● Extrait:
+ + + + +

Portrait

Benoit Crauste : par-delà Nature et Jazz

Résidence dans la jungle pour saxophoniste en quête de nature


Lorsque le saxophoniste Benoît Crauste, membre des collectifs Monkuti et Anti Rubber Brain Factory, met en musique sa rencontre avec la nature de la Mata Atlântica brésilienne, se doute-t-il qu’il effectue quelque part une œuvre similaire à celle de l’anthropologue Philippe Descola dont les réflexions, dans son incontournable essai « Par-delà Nature et Culture », nous permettent d’envisager une reconnexion au vivant non-humain ?

Un entretien téléphonique autour de son projet, rendu dans un court-métrage intitulé « Chuva Caiu » (« la pluie est tombée » en portugais), réalisé avec la cinéaste brésilienne Mariana Bley, donne à penser que ce jeune jazzman ouvre des portes sensibles pour nous aider à ne plus considérer la nature comme un simple objet. C’est en plein jardinage, confiné dans une maison du Morvan, qu’il nous a livré quelques éléments d’explication de sa proposition.

« En fait il s’agit d’un rendu de résidence dans une ancienne plantation de café à 4-5 heures de route de Rio, dans une région montagneuse. Dans cette fazenda, entourée de montagnes très acérées, sont organisés des ateliers socioculturels et des résidences d’artistes. Autour de ce qu’il reste des champs de café, autrefois cultivés par des esclaves, il y a encore des poches de forêt primaire, la Mata Atlântica. J’avais candidaté avec un projet autour de « l’harmonisation des sons de la nature ». J’ai toujours fait des enregistrements de « field-recording » et là j’avais en tête de jouer avec le chant d’un oiseau. J’avais quinze jours de résidence et je voulais trouver un oiseau. »

Résidence dans une fazenda

Reconnaissant une certaine méconnaissance du matériel d’enregistrement, Benoît Crauste ne se décourage pas et reste concentré sur l’objectif premier de faire une restitution à Rio, avec une date limite fixée par la productrice.

+ + + + +

● Extrait de données:
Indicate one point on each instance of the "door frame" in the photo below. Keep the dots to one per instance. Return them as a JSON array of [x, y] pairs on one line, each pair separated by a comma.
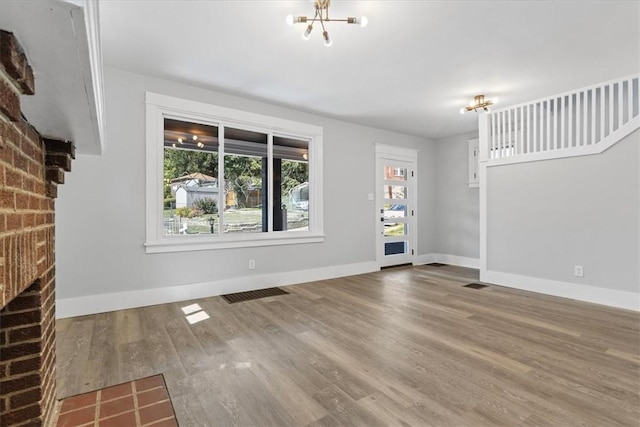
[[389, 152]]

+ + + + +

● Tâches demandées:
1: Dans l'extrait consacré à Benoît Crauste, de combien de jours de résidence disposait le saxophoniste au Brésil ?
2: Prolongez l'extrait consacré à Benoît Crauste à partir de sa dernière phrase.
Le listing provient d'une autre source que l'extrait.

● Réponses par tâche:
1: Il disposait de quinze jours de résidence.

2:
« J’ai commencé par enregistrer la seconde partie, « Noite » (Nuit). En descendant du taxi, lorsque je suis arrivé à la fazenda, en pleine nuit, j’ai été saisi par l’univers sonore luxuriant, exubérant même ! C’est très fort la nature là-bas. Il était 18 heures, l’heure des grillons et je me suis dit “Ce sont des notes”. Je n’avais pas d’autre choix que d’essayer d’être en dialogue avec une nature universelle. Dans ces grillons, j’ai saisi différents chants, qui correspondent aux différents stades que traverse leur colonie. Mais j’entendais aussi ce que je croyais être des djembés quelque part. Et au bord d’un petit étang, je croise une personne qui me fait signe de me taire en m’expliquant que ce son émanait de crapauds-marteaux. Cette polyrythmie était dingue. »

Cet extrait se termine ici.